[Document excerpt]:

In lieu of an abstract, here is a brief excerpt of the content:

  • Renegotiating IdentityPrimitivism” in 20th Century Art as Family Narrative
  • Carolyn Butler Palmer (bio)

The prevailing viewpoint is made all too clear in one of the “affinities” featured on the catalogue covers, a juxtaposition of Picasso’s Girl before a Mirror . . . with a Kwakiutl half-mask, a type quite rare among Northwest coast creations. Its task here is simply to produce an effect of resemblance (an effect actually created by the camera angle). In this exhibition a universal message, “Affinity of the Tribal and the Modern,” is produced by careful selection and maintenance of a specific angle of vision.1

James Clifford

A 100-year-old legacy of curatorial colonialism has produced profound disorganizations of unique knowledge systems. . . . The subjugation of indigenous peoples under colonialism results in innumerable forms of oppression from which the arts are not immune. A focus on institutions and patrons of the arts (academics being defined as one type of patron or consumer of native arts) cannot significantly enhance a reading of indigenous aesthetic or worldviews. By shifting the locus of the analysis from the psychology of the oppressor to the experiences of the oppressed, a discursive space is made available in which new paradigms of knowledge may become accessible.2

Nancy Mithlo (Chiricahua Apache)

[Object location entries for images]
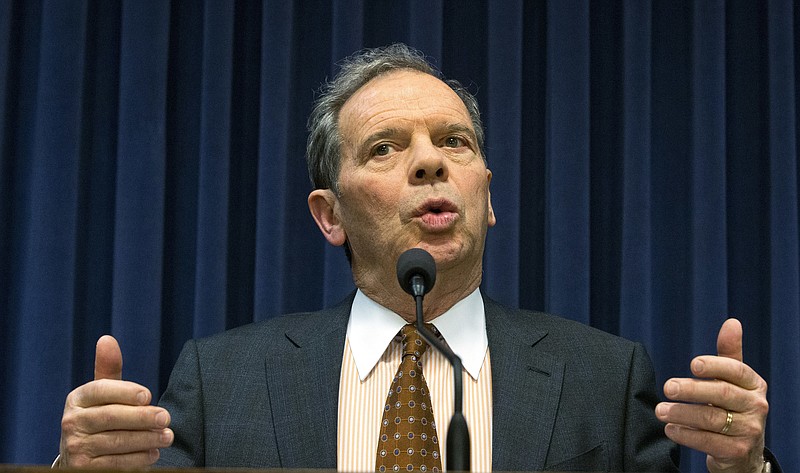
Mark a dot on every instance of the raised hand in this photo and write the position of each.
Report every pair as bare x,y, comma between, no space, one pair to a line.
109,423
723,410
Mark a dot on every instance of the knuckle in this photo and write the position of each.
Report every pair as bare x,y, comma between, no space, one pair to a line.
740,449
725,390
762,406
79,461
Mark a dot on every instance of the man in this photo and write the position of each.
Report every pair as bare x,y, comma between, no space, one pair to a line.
396,157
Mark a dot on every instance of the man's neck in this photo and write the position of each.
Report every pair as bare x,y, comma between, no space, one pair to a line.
446,293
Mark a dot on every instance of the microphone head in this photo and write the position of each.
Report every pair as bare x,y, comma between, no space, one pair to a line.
416,262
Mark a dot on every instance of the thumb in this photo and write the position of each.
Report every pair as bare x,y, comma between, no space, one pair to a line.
108,359
729,340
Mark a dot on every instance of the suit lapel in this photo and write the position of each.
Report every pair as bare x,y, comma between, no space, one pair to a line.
303,388
526,387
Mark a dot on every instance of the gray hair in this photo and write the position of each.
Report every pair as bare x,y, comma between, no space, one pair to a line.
323,150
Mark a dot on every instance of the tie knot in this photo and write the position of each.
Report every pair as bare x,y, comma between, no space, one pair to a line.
413,343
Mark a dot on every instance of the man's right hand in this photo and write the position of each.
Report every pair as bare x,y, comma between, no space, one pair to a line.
109,423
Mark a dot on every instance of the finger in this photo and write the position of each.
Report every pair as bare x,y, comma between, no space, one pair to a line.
729,340
122,442
727,369
714,444
117,417
107,391
116,462
108,359
705,391
697,416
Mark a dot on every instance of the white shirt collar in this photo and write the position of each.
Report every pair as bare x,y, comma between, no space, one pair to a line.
372,327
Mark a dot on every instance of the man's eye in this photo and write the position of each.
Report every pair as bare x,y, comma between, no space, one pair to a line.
453,142
382,150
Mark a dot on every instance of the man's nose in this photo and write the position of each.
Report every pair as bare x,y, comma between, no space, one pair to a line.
429,165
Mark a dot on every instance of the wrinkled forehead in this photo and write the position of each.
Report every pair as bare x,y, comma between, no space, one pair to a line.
400,94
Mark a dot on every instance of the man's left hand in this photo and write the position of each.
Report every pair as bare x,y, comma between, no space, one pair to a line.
723,410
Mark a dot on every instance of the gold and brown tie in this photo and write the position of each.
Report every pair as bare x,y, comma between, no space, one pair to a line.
408,439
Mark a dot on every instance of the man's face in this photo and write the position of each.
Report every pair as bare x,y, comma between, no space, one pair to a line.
411,174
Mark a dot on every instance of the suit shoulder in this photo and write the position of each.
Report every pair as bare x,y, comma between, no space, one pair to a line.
555,331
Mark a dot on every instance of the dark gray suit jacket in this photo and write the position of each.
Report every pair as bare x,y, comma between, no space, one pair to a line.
566,396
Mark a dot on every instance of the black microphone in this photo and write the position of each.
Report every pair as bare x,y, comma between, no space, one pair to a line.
416,273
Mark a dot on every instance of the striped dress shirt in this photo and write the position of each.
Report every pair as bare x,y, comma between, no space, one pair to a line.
370,360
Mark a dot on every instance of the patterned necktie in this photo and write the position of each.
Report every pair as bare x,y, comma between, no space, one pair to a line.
408,439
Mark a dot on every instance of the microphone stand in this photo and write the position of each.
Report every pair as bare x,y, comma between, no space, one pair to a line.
458,448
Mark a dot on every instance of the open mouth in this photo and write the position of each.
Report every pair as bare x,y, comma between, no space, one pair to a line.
436,207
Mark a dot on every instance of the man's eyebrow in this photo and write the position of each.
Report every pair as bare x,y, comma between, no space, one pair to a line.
460,128
364,146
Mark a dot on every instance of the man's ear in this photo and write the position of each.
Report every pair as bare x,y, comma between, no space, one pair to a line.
324,207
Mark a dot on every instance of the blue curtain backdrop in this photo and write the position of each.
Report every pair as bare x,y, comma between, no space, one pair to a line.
153,186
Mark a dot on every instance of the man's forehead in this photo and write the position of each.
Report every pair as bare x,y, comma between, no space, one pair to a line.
399,90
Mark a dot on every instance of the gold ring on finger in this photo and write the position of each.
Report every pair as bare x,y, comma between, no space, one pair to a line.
728,422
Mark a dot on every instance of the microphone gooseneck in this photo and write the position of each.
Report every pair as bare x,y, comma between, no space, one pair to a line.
416,273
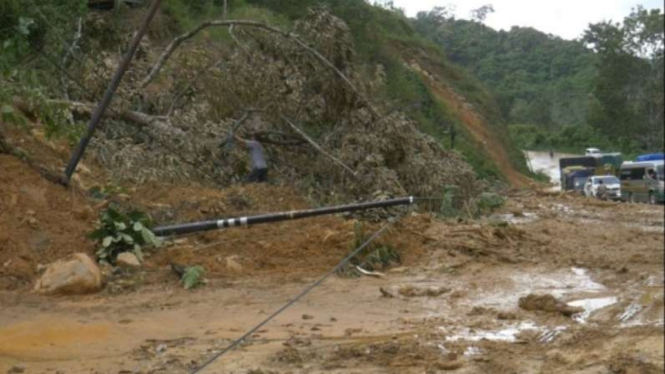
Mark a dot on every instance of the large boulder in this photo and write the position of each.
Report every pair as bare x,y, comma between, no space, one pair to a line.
74,275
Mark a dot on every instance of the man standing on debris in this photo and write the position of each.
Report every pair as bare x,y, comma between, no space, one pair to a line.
257,158
601,192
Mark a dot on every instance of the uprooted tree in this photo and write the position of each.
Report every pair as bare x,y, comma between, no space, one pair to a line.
172,124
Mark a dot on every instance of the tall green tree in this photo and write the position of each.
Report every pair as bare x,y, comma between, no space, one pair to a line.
627,101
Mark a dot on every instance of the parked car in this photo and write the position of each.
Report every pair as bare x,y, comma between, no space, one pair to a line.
643,181
612,184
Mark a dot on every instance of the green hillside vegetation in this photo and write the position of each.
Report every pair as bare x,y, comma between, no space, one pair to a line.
382,37
603,90
537,78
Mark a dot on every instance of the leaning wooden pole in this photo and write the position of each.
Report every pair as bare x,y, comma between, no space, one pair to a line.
108,95
187,228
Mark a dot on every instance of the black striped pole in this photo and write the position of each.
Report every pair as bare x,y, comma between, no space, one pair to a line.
187,228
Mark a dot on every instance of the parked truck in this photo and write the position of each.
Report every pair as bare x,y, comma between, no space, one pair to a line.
643,181
575,170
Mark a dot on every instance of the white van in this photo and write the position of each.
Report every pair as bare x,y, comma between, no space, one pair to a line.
592,152
642,181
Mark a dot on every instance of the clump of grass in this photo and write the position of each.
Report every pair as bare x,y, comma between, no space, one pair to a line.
375,256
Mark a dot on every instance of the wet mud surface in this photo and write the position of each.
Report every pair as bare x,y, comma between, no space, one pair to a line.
603,261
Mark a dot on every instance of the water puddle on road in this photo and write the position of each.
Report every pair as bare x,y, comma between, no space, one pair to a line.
507,334
49,338
590,306
574,284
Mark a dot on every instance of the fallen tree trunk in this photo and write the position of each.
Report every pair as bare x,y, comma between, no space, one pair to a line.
287,35
318,147
138,118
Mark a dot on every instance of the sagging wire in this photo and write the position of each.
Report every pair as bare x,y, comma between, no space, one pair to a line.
309,288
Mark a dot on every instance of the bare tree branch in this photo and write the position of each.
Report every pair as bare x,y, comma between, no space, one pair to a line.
317,147
70,51
287,35
235,39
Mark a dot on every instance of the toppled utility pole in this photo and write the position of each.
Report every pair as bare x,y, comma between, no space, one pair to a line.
186,228
108,95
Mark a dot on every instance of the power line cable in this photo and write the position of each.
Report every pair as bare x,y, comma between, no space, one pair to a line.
93,97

[Requests]:
1. In the primitivism excerpt, which object is paired with Picasso's Girl before a Mirror on the catalogue covers?
2. Quote word for word the stretch of the primitivism excerpt from "James Clifford" through "Mithlo (Chiricahua Apache)".

[The results]:
1. A Kwakiutl half-mask.

2.
James Clifford

A 100-year-old legacy of curatorial colonialism has produced profound disorganizations of unique knowledge systems. . . . The subjugation of indigenous peoples under colonialism results in innumerable forms of oppression from which the arts are not immune. A focus on institutions and patrons of the arts (academics being defined as one type of patron or consumer of native arts) cannot significantly enhance a reading of indigenous aesthetic or worldviews. By shifting the locus of the analysis from the psychology of the oppressor to the experiences of the oppressed, a discursive space is made available in which new paradigms of knowledge may become accessible.2

Nancy Mithlo (Chiricahua Apache)